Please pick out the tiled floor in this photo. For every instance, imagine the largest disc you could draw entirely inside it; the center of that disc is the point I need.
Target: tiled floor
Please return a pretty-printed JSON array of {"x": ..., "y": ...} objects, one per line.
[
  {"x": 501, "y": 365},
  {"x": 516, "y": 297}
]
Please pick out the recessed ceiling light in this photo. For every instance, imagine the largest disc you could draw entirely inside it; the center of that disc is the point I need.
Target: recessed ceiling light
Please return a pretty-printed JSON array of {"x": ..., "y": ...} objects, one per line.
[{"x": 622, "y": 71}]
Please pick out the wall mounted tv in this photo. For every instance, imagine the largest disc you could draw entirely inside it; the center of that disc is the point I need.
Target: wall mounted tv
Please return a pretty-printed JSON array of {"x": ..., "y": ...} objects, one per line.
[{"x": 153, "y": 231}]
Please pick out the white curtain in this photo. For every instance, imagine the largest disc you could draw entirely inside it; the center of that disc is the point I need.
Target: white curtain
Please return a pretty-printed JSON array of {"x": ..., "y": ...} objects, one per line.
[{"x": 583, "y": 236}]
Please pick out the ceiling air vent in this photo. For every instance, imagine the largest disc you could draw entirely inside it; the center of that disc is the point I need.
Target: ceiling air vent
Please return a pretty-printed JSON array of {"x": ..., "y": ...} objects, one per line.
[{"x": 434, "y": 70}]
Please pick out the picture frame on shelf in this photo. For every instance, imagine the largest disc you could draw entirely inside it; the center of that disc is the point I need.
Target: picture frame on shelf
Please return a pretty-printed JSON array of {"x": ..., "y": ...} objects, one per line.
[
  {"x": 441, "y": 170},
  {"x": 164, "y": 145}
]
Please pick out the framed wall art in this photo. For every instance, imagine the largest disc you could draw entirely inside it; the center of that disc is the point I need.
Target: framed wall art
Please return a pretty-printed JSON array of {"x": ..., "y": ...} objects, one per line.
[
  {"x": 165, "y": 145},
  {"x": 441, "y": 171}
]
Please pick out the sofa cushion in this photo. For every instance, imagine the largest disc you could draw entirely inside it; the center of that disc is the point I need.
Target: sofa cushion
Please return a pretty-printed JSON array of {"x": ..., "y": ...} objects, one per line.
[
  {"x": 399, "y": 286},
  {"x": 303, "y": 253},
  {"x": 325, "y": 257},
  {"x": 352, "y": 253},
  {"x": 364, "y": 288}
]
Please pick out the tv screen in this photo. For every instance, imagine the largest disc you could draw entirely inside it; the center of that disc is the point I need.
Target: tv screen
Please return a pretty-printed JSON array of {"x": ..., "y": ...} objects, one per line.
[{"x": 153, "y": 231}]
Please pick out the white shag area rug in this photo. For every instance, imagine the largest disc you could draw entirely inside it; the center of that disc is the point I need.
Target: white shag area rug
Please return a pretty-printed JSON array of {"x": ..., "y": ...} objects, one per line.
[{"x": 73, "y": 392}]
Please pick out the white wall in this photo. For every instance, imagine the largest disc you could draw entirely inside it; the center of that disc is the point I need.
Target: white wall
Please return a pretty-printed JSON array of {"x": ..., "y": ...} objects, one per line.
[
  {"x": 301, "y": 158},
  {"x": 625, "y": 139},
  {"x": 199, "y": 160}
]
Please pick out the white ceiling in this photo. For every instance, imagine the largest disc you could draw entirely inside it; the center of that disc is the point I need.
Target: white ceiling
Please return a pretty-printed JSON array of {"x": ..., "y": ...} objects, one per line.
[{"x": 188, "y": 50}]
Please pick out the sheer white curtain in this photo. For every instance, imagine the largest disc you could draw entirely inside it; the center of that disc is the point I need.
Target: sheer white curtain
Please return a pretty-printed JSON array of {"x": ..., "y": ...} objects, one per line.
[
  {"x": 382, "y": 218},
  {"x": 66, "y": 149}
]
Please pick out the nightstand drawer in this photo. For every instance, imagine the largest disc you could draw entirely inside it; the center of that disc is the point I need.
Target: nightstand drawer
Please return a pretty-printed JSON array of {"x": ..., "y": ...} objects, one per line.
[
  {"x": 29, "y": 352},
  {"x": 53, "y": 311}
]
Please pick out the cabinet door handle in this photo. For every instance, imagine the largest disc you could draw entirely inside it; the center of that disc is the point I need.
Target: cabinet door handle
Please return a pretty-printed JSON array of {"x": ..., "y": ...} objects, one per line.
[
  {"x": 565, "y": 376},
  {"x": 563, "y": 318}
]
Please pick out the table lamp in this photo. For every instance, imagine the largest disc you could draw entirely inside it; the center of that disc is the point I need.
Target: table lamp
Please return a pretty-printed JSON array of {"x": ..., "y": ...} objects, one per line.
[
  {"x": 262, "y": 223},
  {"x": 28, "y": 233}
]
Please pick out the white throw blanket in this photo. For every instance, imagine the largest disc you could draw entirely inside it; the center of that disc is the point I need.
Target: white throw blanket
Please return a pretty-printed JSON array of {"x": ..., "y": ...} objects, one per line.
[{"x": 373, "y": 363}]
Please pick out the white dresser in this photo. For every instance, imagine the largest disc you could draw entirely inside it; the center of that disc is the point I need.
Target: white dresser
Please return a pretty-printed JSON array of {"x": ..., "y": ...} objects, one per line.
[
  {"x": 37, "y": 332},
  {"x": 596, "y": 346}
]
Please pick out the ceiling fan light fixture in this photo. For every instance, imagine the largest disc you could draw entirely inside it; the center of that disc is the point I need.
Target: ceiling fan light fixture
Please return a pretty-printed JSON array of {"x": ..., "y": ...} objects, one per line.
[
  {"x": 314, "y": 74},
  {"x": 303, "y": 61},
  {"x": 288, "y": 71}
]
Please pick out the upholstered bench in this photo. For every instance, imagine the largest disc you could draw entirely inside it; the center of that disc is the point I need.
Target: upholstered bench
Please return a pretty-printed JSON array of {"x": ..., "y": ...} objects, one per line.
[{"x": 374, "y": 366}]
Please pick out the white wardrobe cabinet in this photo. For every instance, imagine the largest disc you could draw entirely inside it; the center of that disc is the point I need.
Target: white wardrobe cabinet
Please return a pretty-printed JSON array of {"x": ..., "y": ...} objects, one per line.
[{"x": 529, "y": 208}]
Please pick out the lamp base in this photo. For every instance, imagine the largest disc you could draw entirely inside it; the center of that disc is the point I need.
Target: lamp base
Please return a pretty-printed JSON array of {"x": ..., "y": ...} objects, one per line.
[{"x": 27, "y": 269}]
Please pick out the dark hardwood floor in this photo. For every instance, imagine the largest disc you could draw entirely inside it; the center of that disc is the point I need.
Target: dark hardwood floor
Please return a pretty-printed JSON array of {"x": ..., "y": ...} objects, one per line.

===

* Task statement:
Only those lines of the entries above that run from the line containing "Please pick out the table" to the line containing "Please pick out the white wardrobe", both included, should be transcribed exactly.

* Result of this exercise:
Please pick out the table lamp in this photo. For every instance, imagine the largest disc you could draw entirely inside it; the center of that disc is the point I need.
Target: table lamp
Please return a pretty-printed JSON array of {"x": ..., "y": ...} objects, one per line.
[
  {"x": 262, "y": 223},
  {"x": 28, "y": 233}
]
Please pick out the white throw blanket in this photo. For every instance, imagine the largest disc you could draw entirely inside it; the center of that disc is the point I need.
Target: white throw blanket
Please return a pretty-printed JSON array of {"x": ..., "y": ...} objects, one per line.
[{"x": 373, "y": 363}]
Please pick out the white dresser in this photo. For every instance, imagine the largest disc you could draw entirely inside it; the center of that disc is the point I need.
Target: white dresser
Please return a pretty-printed JSON array of {"x": ..., "y": ...} objects, one per line.
[
  {"x": 37, "y": 332},
  {"x": 596, "y": 346}
]
Please pick out the ceiling fan light fixture in this photo. For every instance, imagine the largest disc you could draw entirely inside it; the center of that disc is the point I need.
Target: ceiling fan light fixture
Please return a pretty-printed JSON array of {"x": ..., "y": ...} objects, one per line.
[
  {"x": 314, "y": 74},
  {"x": 303, "y": 61},
  {"x": 288, "y": 71}
]
Please pick out the upholstered bench in this photo. For every instance, imagine the largest disc you could draw entirely inside it; the center of that disc is the point I need.
Target: upholstered bench
Please return a pretty-printed JSON array of {"x": ..., "y": ...} objects, one per line.
[{"x": 374, "y": 366}]
Please pick out the white wardrobe cabinet in this photo. For every instance, imagine the largest disc you could draw entirely inside it; the center of that disc is the point I need.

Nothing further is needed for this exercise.